§ **Work instruction**: Transcribe, exactly and in full, every record shown below, while omitting its images.
==*==
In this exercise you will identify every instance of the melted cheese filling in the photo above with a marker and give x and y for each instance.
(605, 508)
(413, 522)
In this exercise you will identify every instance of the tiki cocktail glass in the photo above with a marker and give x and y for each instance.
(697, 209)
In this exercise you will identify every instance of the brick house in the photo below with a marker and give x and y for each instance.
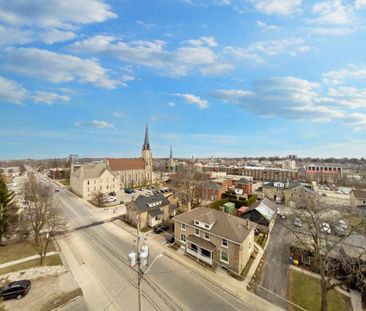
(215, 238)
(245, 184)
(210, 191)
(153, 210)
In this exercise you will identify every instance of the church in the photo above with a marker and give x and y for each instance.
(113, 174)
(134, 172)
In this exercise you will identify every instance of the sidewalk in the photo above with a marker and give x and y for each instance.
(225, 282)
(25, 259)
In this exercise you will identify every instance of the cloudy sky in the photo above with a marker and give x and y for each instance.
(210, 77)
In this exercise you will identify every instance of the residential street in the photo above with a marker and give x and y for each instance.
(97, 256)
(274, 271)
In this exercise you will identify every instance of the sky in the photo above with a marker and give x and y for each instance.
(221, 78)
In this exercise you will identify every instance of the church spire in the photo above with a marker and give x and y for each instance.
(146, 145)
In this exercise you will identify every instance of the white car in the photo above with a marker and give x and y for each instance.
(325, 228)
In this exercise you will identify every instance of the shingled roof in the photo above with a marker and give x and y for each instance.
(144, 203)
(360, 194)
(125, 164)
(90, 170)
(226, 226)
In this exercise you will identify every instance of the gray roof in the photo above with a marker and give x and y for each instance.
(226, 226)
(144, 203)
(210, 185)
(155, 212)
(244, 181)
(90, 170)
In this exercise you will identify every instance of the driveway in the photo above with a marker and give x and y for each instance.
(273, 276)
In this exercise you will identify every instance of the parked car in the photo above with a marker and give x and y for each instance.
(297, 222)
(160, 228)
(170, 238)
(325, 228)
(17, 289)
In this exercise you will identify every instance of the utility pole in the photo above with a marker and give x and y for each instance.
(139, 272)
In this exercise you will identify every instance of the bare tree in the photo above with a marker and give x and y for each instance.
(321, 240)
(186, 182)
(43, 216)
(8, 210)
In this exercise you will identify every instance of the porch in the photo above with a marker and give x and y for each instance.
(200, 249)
==*==
§ **Completed task**:
In this exercise you will identify every instance of the melted cheese filling in the photo above with a marker and give x and y for each instance.
(605, 508)
(413, 522)
In this exercise you will identify every instance of the tiki cocktail glass in the photo above with a marker and give x and y for each instance.
(697, 209)
In this exercise you will identify every instance of the brick house in the photo below with a marker and give x and y for each instance.
(215, 238)
(245, 184)
(210, 191)
(153, 210)
In this exercise you will identify every instance of the church in the photo above with a marker and give x and y for each instance.
(113, 174)
(134, 172)
In this exercise you will identify every instance of the sidewalk in the photo above with a marker and give x and y for each instance.
(225, 282)
(25, 259)
In this exercise you will identify every instance of the cloudy sky in the photo above with a marker and give x and y for each instance.
(210, 77)
In this exercise you will identify every instance of the residential street in the photo above with a marker and give x and y for each instance.
(97, 256)
(274, 271)
In this exercise you will identify every instance of the sky in the photo above with a marker and give x and y for each instance.
(221, 78)
In this exercise you will identify every instance of the church spire in the photo above with a marker and give x and y for each instance.
(146, 145)
In this exercise you will identify every instance of the white car in the photo above with a marker and give x and y for each instance.
(325, 228)
In this exercise you will identify every instance of the shingled roof in the photo above with a marker and give x and y for each instance.
(144, 203)
(360, 194)
(125, 164)
(90, 170)
(226, 226)
In this exercise you will identify every instance of the gray roof in the photo above with a marker and give x and y for each instance.
(226, 226)
(144, 203)
(210, 185)
(155, 212)
(244, 181)
(90, 170)
In this exercise you will identify every instance of the driveway in the photo above with a marker and give x and y for each instance.
(273, 276)
In this exercise you will identify every instance of the parked car in the photo above with a marker and give x and y for each instance.
(297, 222)
(160, 228)
(170, 238)
(325, 228)
(17, 289)
In this exercise you will identify every instance of the utility pole in the photo above with a marker and give x and y for each instance.
(139, 272)
In this exercise you will identify every instance of the bare tree in the photo above with a marker and give x and y for each instance.
(321, 240)
(186, 182)
(43, 216)
(8, 210)
In this exercise you will identify every instance of the porch in the photo above with a marker and give x and y for each instance.
(200, 249)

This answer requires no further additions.